**Exercise:** In your reply, write out each entry exactly as given.

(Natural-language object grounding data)
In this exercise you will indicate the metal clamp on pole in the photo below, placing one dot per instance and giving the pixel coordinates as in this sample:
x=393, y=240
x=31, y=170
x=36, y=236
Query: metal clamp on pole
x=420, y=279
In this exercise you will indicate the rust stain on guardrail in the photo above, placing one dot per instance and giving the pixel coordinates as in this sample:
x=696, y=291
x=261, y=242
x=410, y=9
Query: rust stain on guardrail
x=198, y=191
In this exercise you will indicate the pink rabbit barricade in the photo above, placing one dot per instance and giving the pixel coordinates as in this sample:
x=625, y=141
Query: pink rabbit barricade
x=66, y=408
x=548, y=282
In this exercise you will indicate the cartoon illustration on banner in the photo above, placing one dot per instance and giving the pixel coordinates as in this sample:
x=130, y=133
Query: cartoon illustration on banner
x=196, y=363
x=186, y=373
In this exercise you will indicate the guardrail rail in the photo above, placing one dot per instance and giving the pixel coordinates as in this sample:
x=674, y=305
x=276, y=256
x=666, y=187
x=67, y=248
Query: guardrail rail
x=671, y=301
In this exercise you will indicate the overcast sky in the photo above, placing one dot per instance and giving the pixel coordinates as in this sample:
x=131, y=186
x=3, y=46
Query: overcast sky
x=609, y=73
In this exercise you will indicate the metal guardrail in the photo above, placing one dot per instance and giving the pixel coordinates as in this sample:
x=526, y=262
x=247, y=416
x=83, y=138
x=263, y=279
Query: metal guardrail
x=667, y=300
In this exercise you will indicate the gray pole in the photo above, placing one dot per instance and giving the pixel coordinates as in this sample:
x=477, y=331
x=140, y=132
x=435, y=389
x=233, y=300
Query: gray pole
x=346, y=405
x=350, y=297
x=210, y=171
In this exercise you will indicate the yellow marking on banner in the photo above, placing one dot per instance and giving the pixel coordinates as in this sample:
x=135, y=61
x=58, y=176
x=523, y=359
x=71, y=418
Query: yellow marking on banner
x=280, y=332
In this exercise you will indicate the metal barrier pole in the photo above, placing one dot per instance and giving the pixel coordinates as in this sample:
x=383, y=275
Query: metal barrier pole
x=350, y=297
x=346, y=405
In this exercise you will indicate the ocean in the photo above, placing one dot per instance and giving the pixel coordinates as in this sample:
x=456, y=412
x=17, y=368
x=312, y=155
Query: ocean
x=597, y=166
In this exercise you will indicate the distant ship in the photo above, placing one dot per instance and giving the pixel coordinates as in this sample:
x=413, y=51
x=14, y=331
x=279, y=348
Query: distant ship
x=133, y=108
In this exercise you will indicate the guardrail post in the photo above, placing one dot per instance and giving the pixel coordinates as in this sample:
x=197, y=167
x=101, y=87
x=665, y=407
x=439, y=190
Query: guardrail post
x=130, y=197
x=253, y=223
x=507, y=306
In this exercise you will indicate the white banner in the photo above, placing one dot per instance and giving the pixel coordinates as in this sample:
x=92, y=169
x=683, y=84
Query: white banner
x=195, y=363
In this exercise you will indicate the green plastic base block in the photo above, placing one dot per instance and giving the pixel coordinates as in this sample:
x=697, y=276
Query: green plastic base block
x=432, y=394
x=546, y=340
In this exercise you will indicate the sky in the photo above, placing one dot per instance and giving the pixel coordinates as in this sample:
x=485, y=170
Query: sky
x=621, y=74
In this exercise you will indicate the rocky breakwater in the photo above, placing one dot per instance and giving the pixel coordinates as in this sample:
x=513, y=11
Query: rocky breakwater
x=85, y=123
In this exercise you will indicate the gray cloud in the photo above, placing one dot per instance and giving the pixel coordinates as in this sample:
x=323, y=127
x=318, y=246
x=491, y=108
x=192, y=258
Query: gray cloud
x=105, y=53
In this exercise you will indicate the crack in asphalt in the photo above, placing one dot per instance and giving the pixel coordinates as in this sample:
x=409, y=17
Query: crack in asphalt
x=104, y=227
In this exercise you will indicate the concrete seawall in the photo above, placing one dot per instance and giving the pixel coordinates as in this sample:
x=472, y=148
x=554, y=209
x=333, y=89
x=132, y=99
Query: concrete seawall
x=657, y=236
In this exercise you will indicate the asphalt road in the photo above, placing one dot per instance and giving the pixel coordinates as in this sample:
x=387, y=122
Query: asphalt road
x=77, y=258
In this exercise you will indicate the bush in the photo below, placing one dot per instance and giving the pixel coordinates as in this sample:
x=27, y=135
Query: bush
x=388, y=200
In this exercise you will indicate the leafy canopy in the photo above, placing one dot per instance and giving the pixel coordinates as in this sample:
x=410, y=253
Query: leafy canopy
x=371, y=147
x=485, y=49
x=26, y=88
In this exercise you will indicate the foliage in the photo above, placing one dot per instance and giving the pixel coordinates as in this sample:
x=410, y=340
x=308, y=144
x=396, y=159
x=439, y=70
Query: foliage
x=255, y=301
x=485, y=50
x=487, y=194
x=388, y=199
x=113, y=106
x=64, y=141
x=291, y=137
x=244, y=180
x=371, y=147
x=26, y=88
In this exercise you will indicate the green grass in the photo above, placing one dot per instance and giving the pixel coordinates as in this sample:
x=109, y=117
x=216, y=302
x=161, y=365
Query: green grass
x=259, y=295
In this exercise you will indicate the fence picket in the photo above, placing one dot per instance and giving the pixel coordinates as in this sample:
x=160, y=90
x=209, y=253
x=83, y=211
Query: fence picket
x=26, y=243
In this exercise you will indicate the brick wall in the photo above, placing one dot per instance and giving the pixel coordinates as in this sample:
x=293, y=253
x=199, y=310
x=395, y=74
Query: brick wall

**Solved exercise:**
In this exercise you will indicate the metal clamp on pole in the photo below, placing one dot per instance and giving the pixel coordinates as in this sample:
x=393, y=240
x=31, y=170
x=36, y=236
Query: metal clamp on pole
x=420, y=279
In this exercise you will indicate the rust stain on guardrail in the photo above, placing one dot per instance and giving the pixel coordinates as in this sample:
x=696, y=291
x=261, y=242
x=410, y=9
Query: rust stain on guardrail
x=198, y=191
In this exercise you will indicate the pink rabbit barricade in the photo above, placing one dot per instance and giving the pixel coordinates as in this sample:
x=625, y=141
Query: pink rabbit barricade
x=66, y=408
x=548, y=282
In this exercise you will indicate the cartoon illustration on banner in the photo above, placing one dot per instance and giving the pixel coordinates as in this sample:
x=130, y=133
Query: cartoon illustration on banner
x=196, y=363
x=186, y=373
In this exercise you will indicate the guardrail rail in the photo above, placing one dot per instance and giving the pixel coordinates as in this sample:
x=674, y=305
x=276, y=256
x=666, y=187
x=67, y=248
Query: guardrail rail
x=671, y=301
In this exercise you will indicate the overcast sky in the photo above, placing one dot per instance and giving the pixel coordinates as in this sample:
x=131, y=186
x=3, y=46
Query: overcast sky
x=609, y=73
In this exercise you will indicate the metal guardrail in the photo above, placing one dot per instance and giving the pixel coordinates as in this sample:
x=526, y=262
x=247, y=416
x=83, y=138
x=263, y=279
Query: metal guardrail
x=667, y=300
In this exercise you will indicate the gray pole in the photo above, placing one dot per instance and giving the pixel coordinates as in this sample:
x=477, y=331
x=140, y=132
x=435, y=389
x=233, y=300
Query: gray pole
x=346, y=405
x=350, y=297
x=210, y=171
In this exercise you will indicate the yellow marking on banner in the photo above, placing one dot per instance and giving the pixel coordinates as in this sample:
x=135, y=61
x=58, y=176
x=523, y=359
x=71, y=418
Query: yellow marking on banner
x=280, y=332
In this exercise you will indicate the metal barrier pole in the photo above, placing one dot per instance and giving the pixel coordinates as in this sample:
x=383, y=275
Query: metal barrier pole
x=350, y=297
x=346, y=405
In this exercise you will indicate the ocean in the photo above, placing one dot per instance and giving the pixel coordinates as in this sample:
x=456, y=412
x=17, y=368
x=312, y=155
Query: ocean
x=597, y=166
In this exercise you will indicate the distant ship in the photo above, placing one dot per instance and giving the pixel coordinates as in this sample:
x=413, y=51
x=14, y=331
x=279, y=348
Query: distant ship
x=133, y=108
In this exercise you will indicate the guardrail post in the photo above, placing one dot per instance and giving the pixel coordinates as in this sample:
x=197, y=167
x=101, y=87
x=665, y=407
x=439, y=190
Query: guardrail post
x=130, y=197
x=253, y=223
x=507, y=306
In this exercise you will indicate the white banner in the photo above, placing one dot per instance and giving the pixel coordinates as in this sample:
x=92, y=169
x=683, y=84
Query: white banner
x=195, y=363
In this exercise you will indicate the green plastic base block in the photo above, placing one dot per instance and giving the pixel coordinates as in this sample:
x=697, y=276
Query: green plastic base block
x=432, y=394
x=546, y=340
In this exercise you will indicate the sky in the photo above, placing one dot per instance and giving the pixel coordinates as in this sample:
x=485, y=170
Query: sky
x=621, y=74
In this exercise you will indicate the rocky breakwater in the photo above, placing one dot per instance and giving the pixel coordinates as in this sample:
x=513, y=11
Query: rocky breakwater
x=85, y=123
In this exercise you will indicate the gray cloud in the photo above, placing one dot per instance and giving the pixel coordinates as in this sample:
x=323, y=127
x=318, y=246
x=491, y=108
x=192, y=258
Query: gray cloud
x=105, y=53
In this exercise you will indicate the crack in asphalt in the photo above, placing one dot per instance and giving the pixel coordinates as in this sample:
x=409, y=17
Query: crack in asphalt
x=104, y=227
In this exercise you will indicate the concrete seawall in the photo above, placing one dot per instance and giving the pixel coordinates as in this sample:
x=472, y=148
x=554, y=209
x=333, y=89
x=132, y=99
Query: concrete seawall
x=657, y=236
In this exercise you will indicate the asphalt road in the photo above, placing one dot per instance and giving the pixel coordinates as in this sample:
x=387, y=122
Query: asphalt road
x=77, y=258
In this exercise you will indicate the bush in the photo below, placing one dot per instance and giving the pixel coordinates as in this sample:
x=27, y=135
Query: bush
x=388, y=200
In this exercise you will indicate the leafy canopy in the photo above, placing one dot per instance and giving the pixel coordinates as in this sample:
x=410, y=253
Query: leafy canopy
x=371, y=147
x=485, y=49
x=26, y=88
In this exercise you will indicate the foliage in the photo above, placing one dot per instance and giving the pixel coordinates as in this sample:
x=410, y=340
x=308, y=144
x=396, y=159
x=439, y=70
Query: foliage
x=255, y=301
x=485, y=50
x=487, y=194
x=388, y=199
x=113, y=106
x=64, y=141
x=291, y=137
x=244, y=180
x=371, y=147
x=26, y=88
In this exercise you will indicate the green grass in the photo above, placing one dot per instance and giving the pixel coordinates as in this sample:
x=109, y=117
x=216, y=302
x=161, y=365
Query: green grass
x=259, y=295
In this exercise you will indicate the fence picket in the photo above, placing one dot per instance and giving the pixel coordinates as in this sample:
x=160, y=90
x=209, y=253
x=83, y=211
Query: fence picket
x=26, y=243
In this exercise you will indicate the brick wall in the photo above, placing one dot per instance and giving the pixel coordinates as in this sample:
x=293, y=253
x=199, y=310
x=395, y=74
Query: brick wall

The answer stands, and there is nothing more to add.